### EXERCISE DATA
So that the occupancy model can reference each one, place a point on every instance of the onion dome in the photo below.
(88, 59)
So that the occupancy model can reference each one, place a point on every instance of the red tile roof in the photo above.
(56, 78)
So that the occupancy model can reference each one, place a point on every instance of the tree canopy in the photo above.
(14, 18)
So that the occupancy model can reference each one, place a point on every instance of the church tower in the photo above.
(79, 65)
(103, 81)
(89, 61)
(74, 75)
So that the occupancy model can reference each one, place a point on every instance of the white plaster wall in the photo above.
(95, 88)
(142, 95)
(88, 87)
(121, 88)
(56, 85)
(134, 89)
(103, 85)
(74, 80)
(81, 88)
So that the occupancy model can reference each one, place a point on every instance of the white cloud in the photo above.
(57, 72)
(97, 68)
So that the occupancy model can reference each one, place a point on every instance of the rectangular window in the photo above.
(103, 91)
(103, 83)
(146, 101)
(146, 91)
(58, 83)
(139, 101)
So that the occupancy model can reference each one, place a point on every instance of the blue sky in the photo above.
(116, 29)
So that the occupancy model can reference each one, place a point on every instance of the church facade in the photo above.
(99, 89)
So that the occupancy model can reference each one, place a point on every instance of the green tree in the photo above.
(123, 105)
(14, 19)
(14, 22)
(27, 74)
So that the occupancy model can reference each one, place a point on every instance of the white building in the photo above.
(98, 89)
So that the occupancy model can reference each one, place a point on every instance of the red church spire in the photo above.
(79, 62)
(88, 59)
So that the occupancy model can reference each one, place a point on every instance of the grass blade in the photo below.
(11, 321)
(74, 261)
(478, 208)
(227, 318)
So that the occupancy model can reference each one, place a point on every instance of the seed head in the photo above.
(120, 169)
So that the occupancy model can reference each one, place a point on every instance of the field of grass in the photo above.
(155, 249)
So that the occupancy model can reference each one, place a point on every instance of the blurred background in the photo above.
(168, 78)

### TASK DETAILS
Reproduce in full every line in the stretch from the one containing "spire in the photo above." through the end of the lines above, shifting every coordinate up by 46 and keeping everything else the same.

### FULL OUTPUT
So that the occupancy model can reference each one, place a point on every instance of the red church spire in the photo above.
(125, 108)
(134, 105)
So that the occupancy model can reference each one, place a point on every instance of the grass blade in the photo below.
(57, 367)
(120, 307)
(524, 254)
(273, 364)
So that the occupancy model can reference each one, place a point on every instance of the seed head in the photo above.
(166, 215)
So that the occupancy model can reference each one, place a point on every instance of the field of grass in the photo above.
(201, 295)
So that the occupancy model can reference each one, place a point on every instance of the blurred background in the photo above.
(214, 124)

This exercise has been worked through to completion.